***** PROVIDED DATA

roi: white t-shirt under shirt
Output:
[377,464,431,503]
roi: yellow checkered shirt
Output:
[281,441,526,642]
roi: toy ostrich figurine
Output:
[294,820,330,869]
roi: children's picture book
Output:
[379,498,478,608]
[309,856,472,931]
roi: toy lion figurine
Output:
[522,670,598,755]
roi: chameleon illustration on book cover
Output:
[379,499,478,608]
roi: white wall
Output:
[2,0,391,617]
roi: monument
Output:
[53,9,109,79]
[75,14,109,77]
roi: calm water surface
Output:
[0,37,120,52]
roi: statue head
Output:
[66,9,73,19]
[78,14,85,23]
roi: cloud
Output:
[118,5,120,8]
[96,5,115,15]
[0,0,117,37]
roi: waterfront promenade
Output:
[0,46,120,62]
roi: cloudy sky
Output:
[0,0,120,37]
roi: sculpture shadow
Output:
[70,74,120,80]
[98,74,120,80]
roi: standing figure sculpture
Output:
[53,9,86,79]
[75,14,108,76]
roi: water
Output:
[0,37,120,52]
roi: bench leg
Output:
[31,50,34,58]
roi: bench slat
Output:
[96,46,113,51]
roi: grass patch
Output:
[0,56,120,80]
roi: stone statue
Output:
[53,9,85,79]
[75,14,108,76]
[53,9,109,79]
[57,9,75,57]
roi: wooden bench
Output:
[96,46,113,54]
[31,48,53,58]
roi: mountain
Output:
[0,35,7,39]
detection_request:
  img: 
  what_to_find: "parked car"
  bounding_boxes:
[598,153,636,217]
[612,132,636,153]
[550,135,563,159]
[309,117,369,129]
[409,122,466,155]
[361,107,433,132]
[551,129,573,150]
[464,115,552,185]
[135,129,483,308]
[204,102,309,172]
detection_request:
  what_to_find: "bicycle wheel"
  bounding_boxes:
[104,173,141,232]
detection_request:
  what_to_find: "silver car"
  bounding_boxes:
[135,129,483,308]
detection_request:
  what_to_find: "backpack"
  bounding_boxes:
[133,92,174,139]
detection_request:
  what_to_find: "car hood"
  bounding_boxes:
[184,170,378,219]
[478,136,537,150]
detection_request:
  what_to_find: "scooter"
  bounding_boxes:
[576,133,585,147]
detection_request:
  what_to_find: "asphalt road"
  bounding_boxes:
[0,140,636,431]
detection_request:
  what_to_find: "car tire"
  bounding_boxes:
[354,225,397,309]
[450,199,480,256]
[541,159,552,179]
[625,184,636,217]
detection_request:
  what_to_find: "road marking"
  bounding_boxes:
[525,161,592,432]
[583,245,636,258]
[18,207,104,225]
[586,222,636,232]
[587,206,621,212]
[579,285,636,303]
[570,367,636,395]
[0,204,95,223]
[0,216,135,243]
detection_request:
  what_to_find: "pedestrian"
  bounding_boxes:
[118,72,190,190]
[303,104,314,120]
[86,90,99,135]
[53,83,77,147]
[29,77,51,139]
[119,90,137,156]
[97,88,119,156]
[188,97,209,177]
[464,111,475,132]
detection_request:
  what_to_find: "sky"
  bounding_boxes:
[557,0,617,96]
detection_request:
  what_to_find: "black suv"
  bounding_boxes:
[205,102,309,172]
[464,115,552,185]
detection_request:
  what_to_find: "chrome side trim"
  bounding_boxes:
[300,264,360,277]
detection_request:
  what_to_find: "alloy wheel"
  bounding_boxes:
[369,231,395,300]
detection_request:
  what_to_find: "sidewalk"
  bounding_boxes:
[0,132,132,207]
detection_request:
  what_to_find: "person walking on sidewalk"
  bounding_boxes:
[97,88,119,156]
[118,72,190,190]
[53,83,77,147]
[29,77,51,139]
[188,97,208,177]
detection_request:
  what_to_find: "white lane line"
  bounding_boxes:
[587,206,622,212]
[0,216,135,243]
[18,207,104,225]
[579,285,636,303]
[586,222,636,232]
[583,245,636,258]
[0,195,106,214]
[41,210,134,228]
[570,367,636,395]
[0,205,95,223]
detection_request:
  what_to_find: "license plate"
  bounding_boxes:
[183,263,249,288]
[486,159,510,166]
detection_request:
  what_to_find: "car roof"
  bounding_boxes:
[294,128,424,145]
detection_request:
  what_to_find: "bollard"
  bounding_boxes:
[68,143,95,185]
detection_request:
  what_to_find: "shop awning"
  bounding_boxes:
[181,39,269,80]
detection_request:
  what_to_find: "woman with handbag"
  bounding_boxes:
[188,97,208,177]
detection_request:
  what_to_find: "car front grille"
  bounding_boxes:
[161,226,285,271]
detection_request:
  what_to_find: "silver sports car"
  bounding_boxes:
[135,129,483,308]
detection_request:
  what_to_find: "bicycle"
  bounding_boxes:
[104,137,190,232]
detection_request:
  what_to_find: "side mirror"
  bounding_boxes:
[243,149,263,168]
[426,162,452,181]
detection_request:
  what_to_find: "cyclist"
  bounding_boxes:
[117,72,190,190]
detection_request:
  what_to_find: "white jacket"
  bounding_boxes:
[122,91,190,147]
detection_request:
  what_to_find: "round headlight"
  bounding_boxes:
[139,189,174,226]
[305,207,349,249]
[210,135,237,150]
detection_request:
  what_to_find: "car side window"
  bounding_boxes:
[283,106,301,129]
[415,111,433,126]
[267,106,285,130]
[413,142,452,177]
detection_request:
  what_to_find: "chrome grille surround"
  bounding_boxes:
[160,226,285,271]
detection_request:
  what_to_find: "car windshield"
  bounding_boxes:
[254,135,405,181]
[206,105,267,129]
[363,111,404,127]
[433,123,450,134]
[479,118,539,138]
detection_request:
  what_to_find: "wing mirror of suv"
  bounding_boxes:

**********

## WORK TO DO
Reproduce all of the material above line for line, with nothing changed, added, or left out.

## RESPONSE TO THIS TASK
roi: white t-shirt under shirt
Output:
[377,464,431,503]
roi: yellow checkered shirt
Output:
[281,441,526,642]
roi: toy ostrich figurine
Output:
[294,820,330,869]
roi: children's picture book
Output:
[379,498,478,608]
[309,856,472,931]
roi: toy lion figurine
Output:
[522,670,598,755]
roi: chameleon illustration on book cover
Output:
[379,499,478,608]
roi: white wall
Output:
[2,0,391,617]
roi: monument
Output:
[53,9,109,79]
[75,14,109,77]
roi: calm water surface
Output:
[0,37,120,52]
roi: statue head
Output:
[66,9,73,19]
[78,14,85,23]
roi: cloud
Output:
[118,5,120,8]
[96,5,115,15]
[0,0,117,37]
roi: waterfront promenade
Output:
[0,46,120,62]
roi: cloudy sky
Output:
[0,0,120,37]
roi: sculpture shadow
Output:
[70,74,120,80]
[98,74,120,80]
roi: standing figure sculpture
Output:
[53,9,86,79]
[75,14,108,76]
roi: water
Output:
[0,37,120,52]
roi: bench leg
Output:
[31,50,34,58]
roi: bench slat
Output:
[96,46,113,51]
roi: grass patch
Output:
[0,56,120,80]
roi: stone statue
Output:
[53,9,85,79]
[75,14,108,76]
[53,9,109,79]
[57,9,75,57]
roi: wooden bench
Output:
[96,46,113,54]
[31,48,53,58]
roi: mountain
Output:
[0,35,7,39]
detection_request:
  img: 
  what_to_find: "parked car"
  bounding_boxes:
[598,153,636,217]
[612,132,636,153]
[550,135,563,159]
[309,117,369,129]
[409,122,466,155]
[361,107,433,132]
[551,129,573,150]
[464,115,552,185]
[135,129,483,308]
[204,102,309,172]
detection_request:
  what_to_find: "bicycle wheel"
  bounding_boxes:
[104,173,141,232]
detection_request:
  what_to_find: "silver car"
  bounding_boxes:
[135,129,483,308]
detection_request:
  what_to_find: "backpack"
  bounding_boxes:
[133,92,174,139]
detection_request:
  what_to_find: "car hood"
  bounding_boxes:
[184,170,378,219]
[478,136,537,150]
detection_request:
  what_to_find: "scooter"
  bounding_boxes:
[576,133,585,147]
detection_request:
  what_to_find: "asphalt road"
  bounding_boxes:
[0,140,636,431]
detection_request:
  what_to_find: "car tire"
  bounding_boxes:
[354,225,397,309]
[450,199,480,256]
[541,159,552,179]
[625,184,636,217]
detection_request:
  what_to_find: "road marking"
  bounding_boxes:
[525,161,592,432]
[583,245,636,258]
[18,207,104,225]
[586,222,636,232]
[587,206,621,212]
[579,285,636,303]
[570,367,636,395]
[0,204,95,223]
[0,216,135,243]
detection_request:
  what_to_find: "pedestrian"
  bounding_boxes:
[118,72,190,190]
[303,104,314,120]
[86,90,99,135]
[53,83,77,147]
[29,77,51,139]
[119,90,137,156]
[97,88,119,156]
[188,97,209,177]
[464,111,475,132]
detection_request:
  what_to_find: "sky"
  bounding_boxes:
[557,0,617,96]
detection_request:
  what_to_find: "black suv"
  bounding_boxes:
[205,102,309,172]
[464,115,552,185]
detection_request:
  what_to_find: "chrome side trim"
  bounding_boxes:
[300,264,360,277]
detection_request:
  what_to_find: "alloy wheel"
  bounding_boxes:
[369,231,395,300]
detection_request:
  what_to_find: "sidewalk"
  bounding_boxes:
[0,132,132,207]
detection_request:
  what_to_find: "person walking on sidewalk"
  bounding_boxes:
[97,88,119,156]
[118,72,190,190]
[53,83,77,147]
[29,77,51,139]
[188,97,208,177]
detection_request:
  what_to_find: "white lane line"
  bounding_boxes:
[587,206,622,212]
[0,216,135,243]
[18,207,104,225]
[579,285,636,303]
[586,222,636,232]
[583,245,636,258]
[0,195,106,214]
[41,210,134,228]
[570,367,636,395]
[0,205,95,223]
detection_request:
  what_to_find: "license plate"
  bounding_boxes:
[183,263,249,288]
[486,159,510,166]
detection_request:
  what_to_find: "car roof"
  bounding_boxes:
[294,128,424,145]
detection_request:
  what_to_find: "bollard"
  bounding_boxes:
[68,143,95,185]
detection_request:
  what_to_find: "shop awning"
  bounding_boxes:
[181,39,269,80]
detection_request:
  what_to_find: "woman with handbag"
  bounding_boxes:
[188,97,208,177]
detection_request:
  what_to_find: "car front grille"
  bounding_boxes:
[161,226,285,271]
detection_request:
  what_to_find: "silver sports car"
  bounding_boxes:
[135,129,483,308]
detection_request:
  what_to_find: "bicycle"
  bounding_boxes:
[104,137,190,232]
detection_request:
  what_to_find: "side mirror"
  bounding_boxes:
[243,149,263,168]
[426,162,452,181]
detection_request:
  what_to_find: "cyclist"
  bounding_boxes:
[117,72,190,190]
detection_request:
  what_to_find: "white jacket"
  bounding_boxes:
[122,91,190,147]
detection_request:
  what_to_find: "round headlight"
  bounding_boxes:
[139,189,174,226]
[305,207,349,249]
[210,135,237,150]
detection_request:
  what_to_find: "car side window"
  bounding_boxes:
[283,106,301,129]
[415,111,433,126]
[267,106,285,130]
[413,142,452,177]
detection_request:
  what_to_find: "chrome grille surround"
  bounding_boxes:
[160,226,285,271]
detection_request:
  what_to_find: "car windshield"
  bounding_boxes:
[254,135,405,181]
[206,105,267,129]
[363,111,404,127]
[433,123,450,134]
[479,118,539,138]
detection_request:
  what_to_find: "wing mirror of suv"
  bounding_boxes:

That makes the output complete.